**Material supplied**
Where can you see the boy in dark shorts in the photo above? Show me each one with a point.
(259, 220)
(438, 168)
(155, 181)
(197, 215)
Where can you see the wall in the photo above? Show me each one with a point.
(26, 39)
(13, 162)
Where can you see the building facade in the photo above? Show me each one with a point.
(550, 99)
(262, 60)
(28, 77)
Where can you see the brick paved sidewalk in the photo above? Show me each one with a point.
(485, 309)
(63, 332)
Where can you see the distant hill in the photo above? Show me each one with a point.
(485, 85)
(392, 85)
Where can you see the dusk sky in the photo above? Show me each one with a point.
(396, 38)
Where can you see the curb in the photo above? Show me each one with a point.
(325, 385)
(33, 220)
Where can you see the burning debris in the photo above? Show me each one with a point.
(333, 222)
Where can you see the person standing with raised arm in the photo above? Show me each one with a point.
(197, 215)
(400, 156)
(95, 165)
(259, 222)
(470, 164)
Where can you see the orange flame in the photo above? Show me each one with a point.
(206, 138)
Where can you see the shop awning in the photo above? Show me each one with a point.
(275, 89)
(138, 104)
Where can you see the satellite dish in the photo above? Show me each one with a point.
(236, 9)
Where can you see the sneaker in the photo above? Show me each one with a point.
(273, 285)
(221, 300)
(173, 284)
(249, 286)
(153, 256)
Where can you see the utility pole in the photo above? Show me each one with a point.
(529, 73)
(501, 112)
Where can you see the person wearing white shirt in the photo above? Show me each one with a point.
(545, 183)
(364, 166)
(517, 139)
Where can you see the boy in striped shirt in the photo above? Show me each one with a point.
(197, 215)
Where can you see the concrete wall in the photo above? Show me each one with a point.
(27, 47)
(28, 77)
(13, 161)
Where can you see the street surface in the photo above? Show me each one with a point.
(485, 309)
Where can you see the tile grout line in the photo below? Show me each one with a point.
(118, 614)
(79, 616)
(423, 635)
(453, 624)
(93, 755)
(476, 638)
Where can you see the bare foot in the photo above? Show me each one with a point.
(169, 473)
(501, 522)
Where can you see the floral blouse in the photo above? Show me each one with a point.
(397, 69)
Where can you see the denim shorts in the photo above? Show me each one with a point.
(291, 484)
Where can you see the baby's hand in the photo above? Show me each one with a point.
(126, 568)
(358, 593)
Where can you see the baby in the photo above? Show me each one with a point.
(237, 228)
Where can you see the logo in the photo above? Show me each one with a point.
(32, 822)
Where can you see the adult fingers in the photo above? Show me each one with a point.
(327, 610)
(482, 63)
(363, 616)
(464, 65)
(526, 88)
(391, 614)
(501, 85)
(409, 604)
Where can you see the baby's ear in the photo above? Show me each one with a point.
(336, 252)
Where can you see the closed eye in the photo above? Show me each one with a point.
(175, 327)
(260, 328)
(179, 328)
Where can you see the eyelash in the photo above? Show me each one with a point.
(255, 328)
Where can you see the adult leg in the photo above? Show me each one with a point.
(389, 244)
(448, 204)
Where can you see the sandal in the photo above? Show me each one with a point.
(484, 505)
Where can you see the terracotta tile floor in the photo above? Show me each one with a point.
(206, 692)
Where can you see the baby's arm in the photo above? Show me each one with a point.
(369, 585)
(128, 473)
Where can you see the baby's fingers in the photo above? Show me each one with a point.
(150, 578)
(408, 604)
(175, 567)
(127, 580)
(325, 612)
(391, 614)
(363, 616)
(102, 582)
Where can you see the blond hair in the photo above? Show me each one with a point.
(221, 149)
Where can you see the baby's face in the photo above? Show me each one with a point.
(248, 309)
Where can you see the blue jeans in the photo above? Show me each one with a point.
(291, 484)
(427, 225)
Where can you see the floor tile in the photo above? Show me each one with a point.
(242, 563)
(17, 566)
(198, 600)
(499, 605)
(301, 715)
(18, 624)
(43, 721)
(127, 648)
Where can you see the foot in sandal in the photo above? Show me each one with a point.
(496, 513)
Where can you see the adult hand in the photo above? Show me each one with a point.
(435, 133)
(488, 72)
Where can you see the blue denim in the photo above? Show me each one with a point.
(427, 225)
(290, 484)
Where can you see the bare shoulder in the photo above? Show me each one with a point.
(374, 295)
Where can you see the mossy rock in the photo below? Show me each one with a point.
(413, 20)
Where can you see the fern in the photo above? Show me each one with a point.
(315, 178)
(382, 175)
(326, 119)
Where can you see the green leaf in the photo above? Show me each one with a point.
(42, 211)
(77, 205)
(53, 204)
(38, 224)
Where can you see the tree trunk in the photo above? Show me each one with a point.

**Exercise description**
Everything in the listing above should be restated exactly.

**Result for this task**
Where can you see the boy in dark shorts in the photo above? Show me each one with a point.
(259, 220)
(438, 168)
(155, 181)
(197, 215)
Where can you see the wall in the photo above? Show me each one with a point.
(26, 39)
(13, 162)
Where can you see the building facade in the photo above? Show me each one with a point.
(550, 99)
(262, 60)
(28, 77)
Where can you see the brick paved sidewalk in the photo above? Show me each one with a point.
(485, 309)
(63, 332)
Where can you see the distant hill in the photo above? Show me each one with a point.
(485, 85)
(392, 85)
Where can you see the dusk sky in the photo above? Show me each one with a point.
(396, 38)
Where can you see the curb in the photo above? Show me each one with a point.
(325, 385)
(33, 220)
Where can you see the burning debris in the photo above? Show me each one with a point.
(333, 222)
Where can you see the person standing with raised arm in the photo above? Show me each one with a point.
(197, 215)
(400, 156)
(95, 165)
(259, 222)
(470, 164)
Where can you see the orange flame in the photo above? Show me each one with a point.
(206, 138)
Where can you see the shop awning in the photo above? Show me each one with a point.
(275, 89)
(138, 104)
Where can you see the satellite dish in the photo above? Show me each one with a point.
(236, 9)
Where can you see the sneaker in the photo above? Show me each one with a point.
(273, 285)
(221, 300)
(173, 284)
(249, 286)
(153, 256)
Where can you see the utility pole in the photo above? Show me each one with a point.
(529, 73)
(501, 112)
Where can you see the person wearing white shirt in the photo above? Show me each one with a point.
(545, 183)
(364, 166)
(517, 139)
Where can you see the boy in striped shirt in the photo above? Show me each one with a point.
(197, 215)
Where can you see the concrete wall in the photo above? Show me each one with a point.
(27, 47)
(28, 77)
(13, 161)
Where can you see the street surface in the photo above? Show me each one with a point.
(485, 309)
Where can you see the tile grout line in the photo below? Show me each one with a point.
(118, 614)
(79, 616)
(423, 635)
(453, 624)
(93, 755)
(476, 638)
Where can you see the bare foot in the photo above? Show me each one with a point.
(169, 473)
(501, 522)
Where can you see the floral blouse in the photo above? Show me each one with a point.
(397, 69)
Where can you see the denim shorts in the photo above? Show me each one with a point.
(291, 484)
Where can you see the baby's hand in the photo above? Show me each one with a point.
(126, 568)
(358, 593)
Where can you see the baby in the photo above? Show me each one with a point.
(237, 228)
Where can you see the logo in the photo above? Show me each one with a point.
(32, 822)
Where can you see the adult fingers in the photo above? Show me each one with a point.
(327, 610)
(482, 63)
(363, 616)
(464, 65)
(526, 88)
(391, 614)
(501, 85)
(409, 604)
Where can you see the baby's ear in the photo above? Show me each one with a point.
(336, 252)
Where can you see the closed eye in the photo above? Show me each one with a point.
(175, 327)
(260, 328)
(179, 328)
Where can you see the eyelash in the photo above? Show me each one with a point.
(255, 328)
Where can you see the adult leg in the photo above? Show me each one with a point.
(389, 244)
(448, 204)
Where can you see the sandal in the photo above? Show me each one with a point.
(484, 505)
Where can you see the terracotta tile floor in the photo above? Show me each one with a point.
(206, 692)
Where can you see the baby's arm in the photo above? Show me each one with a point.
(369, 585)
(128, 473)
Where can you see the baby's fingers in the photo above? Show me each one with a point.
(150, 578)
(408, 604)
(175, 567)
(127, 580)
(325, 612)
(391, 614)
(363, 616)
(102, 582)
Where can you see the blond hair in the photo above? Show me each one with a point.
(221, 149)
Where can you see the baby's face in the photo above? Show me each one with a point.
(248, 309)
Where can you see the blue jeans in the photo above? Show me each one with a point.
(291, 484)
(427, 225)
Where can you see the floor tile in the photo above? Show me each one with a point.
(242, 563)
(17, 566)
(198, 600)
(499, 605)
(301, 715)
(18, 624)
(43, 721)
(127, 648)
Where can you see the foot in sandal in the photo above? Show me each one with a point.
(496, 513)
Where can you see the adult hand in the photo above? Show me each one with a point.
(435, 133)
(488, 72)
Where can you see the blue denim in the photo above? Show me each one with a point.
(427, 225)
(290, 484)
Where can you see the bare shoulder in the photo above? Show me each one with a point.
(374, 295)
Where can you see the mossy rock in the photo below? Show me each one with a point.
(413, 20)
Where can you see the fern in the photo above? Show me each one with a point.
(315, 178)
(382, 175)
(326, 119)
Where can you see the green leaf in the photo above? Show me each one with a point.
(42, 211)
(77, 205)
(53, 204)
(38, 224)
Where can you see the tree trunk in the photo above? Show me each one with a point.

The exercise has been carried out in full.